▶ [To do]: All lines of the data shown below should be output exactly as they stand.
[Opening Records shown section]
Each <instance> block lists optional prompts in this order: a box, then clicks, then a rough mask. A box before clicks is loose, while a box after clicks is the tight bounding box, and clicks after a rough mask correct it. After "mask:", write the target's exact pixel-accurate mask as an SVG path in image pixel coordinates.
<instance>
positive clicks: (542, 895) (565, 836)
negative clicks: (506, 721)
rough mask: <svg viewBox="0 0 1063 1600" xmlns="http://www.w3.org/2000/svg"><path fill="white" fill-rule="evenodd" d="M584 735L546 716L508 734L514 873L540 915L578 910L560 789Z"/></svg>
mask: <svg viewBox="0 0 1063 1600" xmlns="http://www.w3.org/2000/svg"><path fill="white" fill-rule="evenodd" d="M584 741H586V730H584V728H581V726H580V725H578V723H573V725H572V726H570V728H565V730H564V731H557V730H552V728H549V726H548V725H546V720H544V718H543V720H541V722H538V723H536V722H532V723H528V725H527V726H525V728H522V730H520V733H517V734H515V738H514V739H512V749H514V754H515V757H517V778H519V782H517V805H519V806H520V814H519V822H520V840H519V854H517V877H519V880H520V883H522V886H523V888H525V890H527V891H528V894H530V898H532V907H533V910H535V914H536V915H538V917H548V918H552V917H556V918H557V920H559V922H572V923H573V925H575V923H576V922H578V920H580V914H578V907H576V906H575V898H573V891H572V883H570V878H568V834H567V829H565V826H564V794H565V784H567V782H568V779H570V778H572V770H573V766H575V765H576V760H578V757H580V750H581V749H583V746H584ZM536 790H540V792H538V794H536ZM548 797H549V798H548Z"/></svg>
[Closing Records shown section]
▶ [Answer for the task]:
Each <instance> block lists optional prompts in this order: a box, then clicks, then a rough mask. A box before clicks is loose, while a box after clicks is the tight bounding box, and clicks after a rough mask correct it. After "mask:", write the target's exact pixel-accurate mask as an SVG path in image pixel coordinates.
<instance>
positive clicks: (542, 895) (565, 836)
negative clicks: (506, 721)
rough mask: <svg viewBox="0 0 1063 1600" xmlns="http://www.w3.org/2000/svg"><path fill="white" fill-rule="evenodd" d="M584 735L546 716L508 734L514 873L540 915L578 910L560 789Z"/></svg>
mask: <svg viewBox="0 0 1063 1600" xmlns="http://www.w3.org/2000/svg"><path fill="white" fill-rule="evenodd" d="M584 741H586V730H584V728H581V726H580V725H578V723H573V725H572V726H570V728H565V730H564V731H557V730H552V728H549V726H548V725H546V720H544V718H543V720H541V722H538V723H536V722H532V723H528V725H527V726H525V728H522V730H520V733H517V734H515V738H514V739H512V749H514V754H515V757H517V778H519V782H517V805H519V806H520V814H519V822H520V840H519V854H517V877H519V880H520V883H522V886H523V888H525V890H527V891H528V894H530V898H532V907H533V910H535V914H536V915H538V917H548V918H552V917H556V918H557V920H559V922H572V923H573V925H575V923H576V922H578V920H580V914H578V907H576V906H575V898H573V891H572V883H570V878H568V834H567V829H565V826H564V794H565V784H567V782H568V779H570V778H572V770H573V766H575V765H576V760H578V757H580V750H581V749H583V746H584ZM536 790H540V792H538V794H536ZM548 797H549V798H548Z"/></svg>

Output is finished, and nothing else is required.